> [Task prompt]:
Write out the records word for word, from the line containing "Kindly place a point on the man's" through the end of the records.

## Begin Data records

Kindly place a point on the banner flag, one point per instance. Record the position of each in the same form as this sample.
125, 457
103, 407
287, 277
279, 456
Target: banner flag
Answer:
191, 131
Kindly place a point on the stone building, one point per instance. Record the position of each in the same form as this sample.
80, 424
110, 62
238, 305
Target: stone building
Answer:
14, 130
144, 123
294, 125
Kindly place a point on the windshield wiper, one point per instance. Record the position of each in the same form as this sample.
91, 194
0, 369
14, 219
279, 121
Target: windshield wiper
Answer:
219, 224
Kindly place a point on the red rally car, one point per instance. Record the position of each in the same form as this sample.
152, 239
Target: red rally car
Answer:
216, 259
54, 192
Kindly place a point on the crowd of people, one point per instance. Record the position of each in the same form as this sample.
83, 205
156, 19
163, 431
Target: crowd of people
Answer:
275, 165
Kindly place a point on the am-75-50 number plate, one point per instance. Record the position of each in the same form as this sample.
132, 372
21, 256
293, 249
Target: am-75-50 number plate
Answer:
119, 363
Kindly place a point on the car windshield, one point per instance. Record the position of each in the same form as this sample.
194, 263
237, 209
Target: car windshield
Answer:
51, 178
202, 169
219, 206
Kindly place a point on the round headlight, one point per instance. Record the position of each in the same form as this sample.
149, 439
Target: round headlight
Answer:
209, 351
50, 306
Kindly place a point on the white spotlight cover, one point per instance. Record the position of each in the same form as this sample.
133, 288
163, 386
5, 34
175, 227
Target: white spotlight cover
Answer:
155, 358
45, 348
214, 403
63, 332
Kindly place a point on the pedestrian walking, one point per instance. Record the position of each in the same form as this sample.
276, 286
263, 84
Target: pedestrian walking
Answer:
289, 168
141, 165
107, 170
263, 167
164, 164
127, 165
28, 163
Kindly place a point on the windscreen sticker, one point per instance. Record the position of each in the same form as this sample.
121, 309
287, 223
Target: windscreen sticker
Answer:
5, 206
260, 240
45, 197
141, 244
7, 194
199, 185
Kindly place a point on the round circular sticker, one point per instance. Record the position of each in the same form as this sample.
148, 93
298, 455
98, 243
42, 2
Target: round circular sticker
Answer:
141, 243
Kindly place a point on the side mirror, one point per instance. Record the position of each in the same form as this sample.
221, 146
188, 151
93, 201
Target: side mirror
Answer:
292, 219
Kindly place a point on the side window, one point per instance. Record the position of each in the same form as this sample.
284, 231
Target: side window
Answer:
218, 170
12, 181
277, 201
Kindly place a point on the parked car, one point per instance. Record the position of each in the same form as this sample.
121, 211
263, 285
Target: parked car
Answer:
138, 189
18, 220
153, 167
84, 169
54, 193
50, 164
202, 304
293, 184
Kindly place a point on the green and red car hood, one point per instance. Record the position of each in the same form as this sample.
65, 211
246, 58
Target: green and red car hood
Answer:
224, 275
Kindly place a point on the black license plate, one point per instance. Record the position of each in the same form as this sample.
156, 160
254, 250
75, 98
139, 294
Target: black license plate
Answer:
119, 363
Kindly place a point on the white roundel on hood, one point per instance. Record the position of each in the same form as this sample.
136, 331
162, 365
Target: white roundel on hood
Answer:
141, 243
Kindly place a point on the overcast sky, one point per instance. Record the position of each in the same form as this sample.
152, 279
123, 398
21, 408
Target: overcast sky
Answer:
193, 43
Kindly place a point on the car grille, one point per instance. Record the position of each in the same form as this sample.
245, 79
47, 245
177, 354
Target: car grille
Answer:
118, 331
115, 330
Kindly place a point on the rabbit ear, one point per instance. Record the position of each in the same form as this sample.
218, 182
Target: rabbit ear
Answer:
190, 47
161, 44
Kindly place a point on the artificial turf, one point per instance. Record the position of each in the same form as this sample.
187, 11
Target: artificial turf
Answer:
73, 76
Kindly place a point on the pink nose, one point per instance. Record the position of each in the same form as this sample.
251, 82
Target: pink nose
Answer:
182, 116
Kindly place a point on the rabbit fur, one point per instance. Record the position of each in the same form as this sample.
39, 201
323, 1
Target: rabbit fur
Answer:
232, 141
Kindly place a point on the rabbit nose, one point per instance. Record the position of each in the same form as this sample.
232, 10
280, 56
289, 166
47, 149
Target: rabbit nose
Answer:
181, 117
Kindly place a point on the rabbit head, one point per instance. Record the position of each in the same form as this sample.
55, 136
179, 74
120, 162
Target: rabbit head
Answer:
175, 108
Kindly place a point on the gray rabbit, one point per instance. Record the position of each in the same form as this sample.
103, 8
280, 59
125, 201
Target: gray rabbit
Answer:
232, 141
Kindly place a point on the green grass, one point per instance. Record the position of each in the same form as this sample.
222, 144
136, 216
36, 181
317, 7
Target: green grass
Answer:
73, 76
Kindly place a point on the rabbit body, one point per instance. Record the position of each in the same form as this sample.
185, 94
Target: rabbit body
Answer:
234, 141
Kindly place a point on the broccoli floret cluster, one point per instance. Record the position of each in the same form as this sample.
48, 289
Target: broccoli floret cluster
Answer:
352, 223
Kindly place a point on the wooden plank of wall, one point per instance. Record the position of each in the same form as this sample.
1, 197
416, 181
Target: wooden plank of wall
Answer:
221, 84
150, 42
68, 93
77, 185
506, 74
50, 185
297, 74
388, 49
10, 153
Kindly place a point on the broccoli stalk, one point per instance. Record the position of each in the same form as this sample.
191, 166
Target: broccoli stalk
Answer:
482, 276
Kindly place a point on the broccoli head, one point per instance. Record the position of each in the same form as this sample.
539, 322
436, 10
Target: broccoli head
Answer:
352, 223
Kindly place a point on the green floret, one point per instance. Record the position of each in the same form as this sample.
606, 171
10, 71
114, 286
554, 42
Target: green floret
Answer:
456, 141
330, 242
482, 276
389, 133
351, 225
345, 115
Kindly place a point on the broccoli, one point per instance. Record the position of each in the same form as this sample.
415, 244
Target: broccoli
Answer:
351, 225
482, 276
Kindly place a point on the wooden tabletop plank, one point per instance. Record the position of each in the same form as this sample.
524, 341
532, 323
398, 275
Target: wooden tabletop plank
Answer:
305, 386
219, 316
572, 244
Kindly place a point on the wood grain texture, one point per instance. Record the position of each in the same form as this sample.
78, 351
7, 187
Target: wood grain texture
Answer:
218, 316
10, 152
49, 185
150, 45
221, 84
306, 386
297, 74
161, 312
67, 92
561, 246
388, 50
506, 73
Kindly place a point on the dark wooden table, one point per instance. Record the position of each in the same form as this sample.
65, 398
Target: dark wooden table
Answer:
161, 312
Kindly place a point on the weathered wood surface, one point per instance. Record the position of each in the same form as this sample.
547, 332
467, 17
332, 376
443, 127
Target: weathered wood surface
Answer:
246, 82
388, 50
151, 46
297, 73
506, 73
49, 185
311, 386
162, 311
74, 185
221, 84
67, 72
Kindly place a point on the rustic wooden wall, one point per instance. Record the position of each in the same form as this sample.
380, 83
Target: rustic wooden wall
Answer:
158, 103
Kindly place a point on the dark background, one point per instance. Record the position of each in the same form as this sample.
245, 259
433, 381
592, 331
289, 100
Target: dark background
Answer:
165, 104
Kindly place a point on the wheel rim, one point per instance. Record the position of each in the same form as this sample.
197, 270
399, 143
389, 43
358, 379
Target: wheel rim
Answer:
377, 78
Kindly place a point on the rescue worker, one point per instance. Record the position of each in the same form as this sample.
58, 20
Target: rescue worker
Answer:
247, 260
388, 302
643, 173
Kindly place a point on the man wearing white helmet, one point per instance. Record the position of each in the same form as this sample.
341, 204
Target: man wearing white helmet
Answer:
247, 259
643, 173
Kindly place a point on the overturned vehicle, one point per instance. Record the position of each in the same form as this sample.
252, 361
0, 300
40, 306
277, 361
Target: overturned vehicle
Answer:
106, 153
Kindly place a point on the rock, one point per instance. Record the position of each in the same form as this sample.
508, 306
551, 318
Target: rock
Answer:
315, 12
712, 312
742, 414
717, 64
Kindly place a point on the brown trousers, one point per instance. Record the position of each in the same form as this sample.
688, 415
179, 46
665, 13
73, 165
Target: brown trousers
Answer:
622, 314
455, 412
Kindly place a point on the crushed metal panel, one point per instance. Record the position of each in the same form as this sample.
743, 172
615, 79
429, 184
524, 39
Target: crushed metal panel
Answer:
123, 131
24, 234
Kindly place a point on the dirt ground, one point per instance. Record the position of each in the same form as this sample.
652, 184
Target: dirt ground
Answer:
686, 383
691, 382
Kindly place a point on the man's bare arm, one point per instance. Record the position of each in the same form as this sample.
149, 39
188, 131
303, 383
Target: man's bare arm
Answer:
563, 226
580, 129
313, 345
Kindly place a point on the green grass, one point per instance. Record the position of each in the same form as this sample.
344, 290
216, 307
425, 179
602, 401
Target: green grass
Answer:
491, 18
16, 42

## End Data records

> [Problem solution]:
Kindly place a point on the man's bare arm, one point per instance. Record the position of each in the same form as this sample.
149, 39
188, 131
303, 383
Target: man's bare arm
Answer:
563, 226
580, 129
313, 345
Kindly place a point on the green grass, one point per instance. Record the position of each in the same form as this sample.
344, 290
216, 307
425, 179
602, 401
Target: green grass
Answer:
491, 18
16, 42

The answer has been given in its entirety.